### YOUR ASSIGNMENT
Repeat each line, word for word, from the one containing "Annotate the snow on fence" through the last line of the entries, and include no other output.

### RECORDS SHOWN
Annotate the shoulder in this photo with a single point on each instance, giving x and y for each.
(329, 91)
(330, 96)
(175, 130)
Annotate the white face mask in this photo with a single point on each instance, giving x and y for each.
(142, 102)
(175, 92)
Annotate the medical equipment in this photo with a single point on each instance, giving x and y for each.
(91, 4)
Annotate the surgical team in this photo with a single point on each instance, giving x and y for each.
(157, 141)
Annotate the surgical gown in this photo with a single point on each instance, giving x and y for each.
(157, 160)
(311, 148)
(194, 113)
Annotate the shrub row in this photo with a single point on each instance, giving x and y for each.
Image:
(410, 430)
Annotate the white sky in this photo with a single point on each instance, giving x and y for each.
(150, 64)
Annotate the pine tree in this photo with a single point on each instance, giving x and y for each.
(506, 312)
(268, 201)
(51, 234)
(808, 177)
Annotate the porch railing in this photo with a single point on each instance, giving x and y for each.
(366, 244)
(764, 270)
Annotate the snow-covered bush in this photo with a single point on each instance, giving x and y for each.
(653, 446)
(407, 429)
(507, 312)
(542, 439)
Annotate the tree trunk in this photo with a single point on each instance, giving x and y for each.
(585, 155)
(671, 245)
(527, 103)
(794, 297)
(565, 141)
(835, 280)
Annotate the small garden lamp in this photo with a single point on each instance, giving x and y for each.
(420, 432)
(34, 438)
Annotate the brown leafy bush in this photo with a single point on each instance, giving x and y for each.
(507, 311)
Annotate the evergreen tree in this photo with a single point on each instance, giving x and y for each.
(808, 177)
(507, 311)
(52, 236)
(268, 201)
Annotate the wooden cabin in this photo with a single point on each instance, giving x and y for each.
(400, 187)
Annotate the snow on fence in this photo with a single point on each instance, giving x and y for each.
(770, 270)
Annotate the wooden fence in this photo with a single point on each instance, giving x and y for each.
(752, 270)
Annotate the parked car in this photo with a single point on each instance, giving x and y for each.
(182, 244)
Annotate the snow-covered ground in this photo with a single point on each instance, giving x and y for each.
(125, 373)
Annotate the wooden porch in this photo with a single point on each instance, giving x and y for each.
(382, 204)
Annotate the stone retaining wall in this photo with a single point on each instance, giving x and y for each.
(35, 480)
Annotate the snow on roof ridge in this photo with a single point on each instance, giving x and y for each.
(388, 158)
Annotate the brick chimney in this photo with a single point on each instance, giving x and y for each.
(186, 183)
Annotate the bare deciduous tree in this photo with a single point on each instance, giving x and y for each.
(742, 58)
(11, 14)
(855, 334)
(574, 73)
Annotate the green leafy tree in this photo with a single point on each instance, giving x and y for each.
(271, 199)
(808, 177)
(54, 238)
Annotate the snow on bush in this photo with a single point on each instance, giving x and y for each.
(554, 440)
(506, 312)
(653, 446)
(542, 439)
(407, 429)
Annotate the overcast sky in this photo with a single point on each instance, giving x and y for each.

### SOLUTION FOR THIS PROBLEM
Annotate the snow on fence in this photo with a single point on each instance, giving x and y for each.
(770, 270)
Annotate the wooden fence in this photo with a single point on each instance, giving x and y for each.
(752, 270)
Annotate the parked car in this photo with a single point on each instance, giving x and y for each.
(182, 244)
Annotate the snow-covered ground in this photo with a single point on each instance, giving x and y for each.
(125, 373)
Annotate the wooden porch in this photo with a single point on each instance, giving x and y for each.
(382, 204)
Annotate the stone retaining wall in this photo with a single point on each instance, giving x and y for each.
(35, 480)
Annotate the snow on roof ridge in this photo with a single point on each instance, giving x and y for each.
(388, 158)
Annotate the brick chimney in this photo with a single point on each instance, giving x and y for each.
(186, 183)
Annotate the bare deciduous tree in this photo with a single point on each instance, giving x and y for each.
(742, 58)
(11, 14)
(855, 334)
(574, 73)
Annotate the green leafy tree in this photo with a single point on each instance, giving x and y for each.
(271, 199)
(808, 177)
(54, 238)
Annotate the snow on bush in this photo with a single point on each instance, giving x and y for each.
(554, 440)
(506, 312)
(653, 446)
(542, 439)
(407, 429)
Annotate the overcast sky in this photo with a single point on each instance, giving x and y for each.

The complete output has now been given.